#### Source text ####

In Miseerere Caren J. Werlinger has written an historical novel that weaves together narratives from two periods: the mid-1960s dominated by the Civil Rights Movement and the mid-1800s that saw the Civil War and the end of legalized slavery in America. The story centers on the descendants of Caitríona Ní Faolain, an Irish girl brought to America as an indentured servant.

One descendant in particular, eleven-year-old Connemara Mitchell, carries a heavy burden. Only she can lift a curse that began with Caitríona and has afflicted the family for a hundred years. But first she must uncover its secret.

After Conn’s father goes missing in action in Vietnam, her mother moves the family to their grandmother’s rundown house in West Virginia. Soon after their arrival, Conn sees the ghost of Caitríona, who reveals the terms of the curse. In each generation, one girl child will survive so that someday the curse might be lifted. All her siblings will perish. Soon afterward Conn’s younger brother almost dies of polio. She realizes that his life depends on her finding out the secret.

Through dreams and visions Conn experiences her ancestor’s life. Caitríona and her sister, Orla, are still children when their father sells them to the ironically named Lord Playfair. After a harrowing trip across the Atlantic, locked in the hold of a ship, they come to a pre-Civil War plantation where they labor alongside the house slaves. They are treated a little better than the Africans, but not much.

Catríona falls in love with Hannah, one of the slaves. The lives of the girls become more precarious as they try to conceal their love from everyone in the household. Catríona doesn’t help matters. Quick tempered and embittered, she’s whipped for impertinence. Conn experiences the whipping in a dream. Afterward faint scars appear on her back. She discovers a network of tunnels beneath the house and begins to explore, guessing the secret of the curse is hidden there.

Meanwhile Conn’s mother, Elizabeth, struggles to make a life in a new place. She hires Abraham Greene to help her fix up the house. Once a schoolteacher up North, Abraham now makes a living as a handyman. He becomes a friend of the Mitchell family. Word gets around, and rumors spread. Some people in the West Virginian town think Elizabeth and Abraham have crossed a line and must be punished.

Werlinger moves skillfully between the two narratives, building suspense in both. Her pacing is just about perfect. The characters are complex, believable, and sympathetic. Her view of human nature seems essentially hopeful and kind, given her compassionate rendering of characters that might have been cartoonish villains.

Miserere grabbed me and carried me all the way to the end. I put aside everything else and devoted a day to reading it, which is the highest tribute I can give to a story.

 

Kirsten Mortensen’s Loose Dogs is a wonderful novel, full of comedy without ignoring life’s sadness and cruelty. The characters are deftly drawn. The author gives them individuality even when they’re recognizable types. The story unfolds at a satisfying pace that kept me reading from start to finish.

#### Supplied records ####

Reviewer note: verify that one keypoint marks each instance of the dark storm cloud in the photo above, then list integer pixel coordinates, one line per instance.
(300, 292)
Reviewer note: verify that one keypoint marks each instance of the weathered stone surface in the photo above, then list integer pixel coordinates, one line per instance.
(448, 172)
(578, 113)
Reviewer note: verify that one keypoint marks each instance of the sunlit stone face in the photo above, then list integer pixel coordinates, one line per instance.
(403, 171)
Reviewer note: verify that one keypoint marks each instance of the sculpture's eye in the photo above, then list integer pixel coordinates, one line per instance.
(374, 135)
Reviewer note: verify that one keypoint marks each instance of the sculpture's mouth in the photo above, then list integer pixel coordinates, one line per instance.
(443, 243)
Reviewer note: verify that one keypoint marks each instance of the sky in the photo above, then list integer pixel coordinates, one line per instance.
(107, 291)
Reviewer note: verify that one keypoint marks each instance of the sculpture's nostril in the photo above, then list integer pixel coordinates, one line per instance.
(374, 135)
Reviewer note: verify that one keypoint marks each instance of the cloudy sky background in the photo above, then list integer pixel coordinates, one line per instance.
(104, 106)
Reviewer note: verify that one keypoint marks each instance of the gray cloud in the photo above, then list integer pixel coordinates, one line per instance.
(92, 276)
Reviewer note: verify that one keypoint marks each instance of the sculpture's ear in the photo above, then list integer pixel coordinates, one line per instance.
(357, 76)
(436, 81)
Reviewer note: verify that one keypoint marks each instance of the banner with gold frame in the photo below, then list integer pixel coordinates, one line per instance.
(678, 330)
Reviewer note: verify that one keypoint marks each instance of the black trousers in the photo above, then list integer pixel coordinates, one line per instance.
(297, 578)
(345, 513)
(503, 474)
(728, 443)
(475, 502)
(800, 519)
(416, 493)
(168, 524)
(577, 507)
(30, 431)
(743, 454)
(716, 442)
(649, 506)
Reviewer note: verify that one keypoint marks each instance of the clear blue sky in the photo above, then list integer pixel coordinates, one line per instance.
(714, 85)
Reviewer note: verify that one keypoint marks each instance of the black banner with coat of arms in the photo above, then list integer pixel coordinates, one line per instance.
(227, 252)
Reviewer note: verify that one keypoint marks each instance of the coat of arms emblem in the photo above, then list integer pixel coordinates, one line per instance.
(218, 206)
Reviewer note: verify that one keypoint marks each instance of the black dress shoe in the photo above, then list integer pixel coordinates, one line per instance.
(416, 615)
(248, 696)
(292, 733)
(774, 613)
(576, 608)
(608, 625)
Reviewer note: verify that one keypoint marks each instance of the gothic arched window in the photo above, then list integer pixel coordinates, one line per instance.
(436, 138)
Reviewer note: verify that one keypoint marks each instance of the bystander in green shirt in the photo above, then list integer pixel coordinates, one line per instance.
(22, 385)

####
#### Supplied records ####

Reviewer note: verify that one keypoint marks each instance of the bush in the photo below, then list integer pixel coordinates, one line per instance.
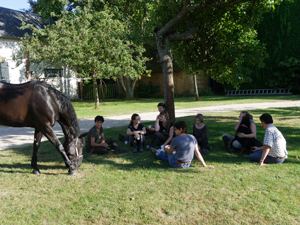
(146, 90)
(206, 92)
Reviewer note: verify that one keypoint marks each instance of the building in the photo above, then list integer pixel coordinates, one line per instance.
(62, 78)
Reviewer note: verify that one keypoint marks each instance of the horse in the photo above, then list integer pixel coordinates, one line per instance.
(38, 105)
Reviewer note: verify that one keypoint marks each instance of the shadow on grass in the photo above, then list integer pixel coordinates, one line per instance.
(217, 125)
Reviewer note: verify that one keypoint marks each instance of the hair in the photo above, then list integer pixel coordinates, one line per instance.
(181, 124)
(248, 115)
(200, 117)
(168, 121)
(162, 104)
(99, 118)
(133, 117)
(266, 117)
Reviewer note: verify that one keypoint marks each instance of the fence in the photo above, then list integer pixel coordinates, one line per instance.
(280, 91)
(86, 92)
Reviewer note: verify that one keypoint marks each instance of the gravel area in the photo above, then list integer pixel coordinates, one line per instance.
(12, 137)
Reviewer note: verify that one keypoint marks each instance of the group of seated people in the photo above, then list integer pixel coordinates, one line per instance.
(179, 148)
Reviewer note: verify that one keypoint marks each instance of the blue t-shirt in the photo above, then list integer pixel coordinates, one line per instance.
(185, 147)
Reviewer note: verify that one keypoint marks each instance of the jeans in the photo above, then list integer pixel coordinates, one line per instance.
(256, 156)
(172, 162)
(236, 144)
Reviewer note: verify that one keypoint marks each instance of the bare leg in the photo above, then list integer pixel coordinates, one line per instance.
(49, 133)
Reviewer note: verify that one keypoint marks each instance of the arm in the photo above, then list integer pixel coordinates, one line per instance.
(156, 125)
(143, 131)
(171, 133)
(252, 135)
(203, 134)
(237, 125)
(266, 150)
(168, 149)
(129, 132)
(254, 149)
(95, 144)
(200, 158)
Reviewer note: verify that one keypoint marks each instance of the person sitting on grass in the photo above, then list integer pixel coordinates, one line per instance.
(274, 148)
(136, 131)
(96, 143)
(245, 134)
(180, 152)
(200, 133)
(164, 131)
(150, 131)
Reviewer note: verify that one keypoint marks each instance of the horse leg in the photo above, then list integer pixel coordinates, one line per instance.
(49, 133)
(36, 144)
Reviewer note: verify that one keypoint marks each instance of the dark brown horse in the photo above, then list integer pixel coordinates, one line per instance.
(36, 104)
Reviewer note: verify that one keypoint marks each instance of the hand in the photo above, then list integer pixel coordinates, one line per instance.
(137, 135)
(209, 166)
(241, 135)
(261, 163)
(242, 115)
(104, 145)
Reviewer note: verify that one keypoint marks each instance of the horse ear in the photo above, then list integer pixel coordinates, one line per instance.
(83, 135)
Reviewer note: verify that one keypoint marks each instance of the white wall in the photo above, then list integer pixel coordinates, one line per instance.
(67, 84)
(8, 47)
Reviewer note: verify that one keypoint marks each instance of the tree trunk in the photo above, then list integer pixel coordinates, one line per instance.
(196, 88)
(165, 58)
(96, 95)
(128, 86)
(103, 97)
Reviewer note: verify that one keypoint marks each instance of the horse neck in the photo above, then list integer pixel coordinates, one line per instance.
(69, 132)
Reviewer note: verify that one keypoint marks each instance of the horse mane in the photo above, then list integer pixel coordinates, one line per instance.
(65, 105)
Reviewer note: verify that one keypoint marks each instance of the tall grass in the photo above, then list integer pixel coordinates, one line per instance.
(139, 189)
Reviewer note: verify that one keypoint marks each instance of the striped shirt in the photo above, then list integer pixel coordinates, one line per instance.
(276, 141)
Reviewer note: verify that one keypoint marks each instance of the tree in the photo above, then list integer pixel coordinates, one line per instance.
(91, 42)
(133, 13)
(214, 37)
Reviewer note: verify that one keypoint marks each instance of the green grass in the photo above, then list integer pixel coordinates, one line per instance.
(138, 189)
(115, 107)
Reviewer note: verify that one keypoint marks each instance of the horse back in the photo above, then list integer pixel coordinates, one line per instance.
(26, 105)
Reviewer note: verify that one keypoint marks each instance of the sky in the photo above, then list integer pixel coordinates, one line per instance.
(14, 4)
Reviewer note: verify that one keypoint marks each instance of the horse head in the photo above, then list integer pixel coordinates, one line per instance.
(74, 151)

####

== Exercise objective ==
From the review, list every character in Caren J. Werlinger's novel who is referred to by a personal name.

== Finished exercise ==
Caitríona Ní Faolain
Connemara Mitchell (Conn)
Orla
Lord Playfair
Hannah
Elizabeth
Abraham Greene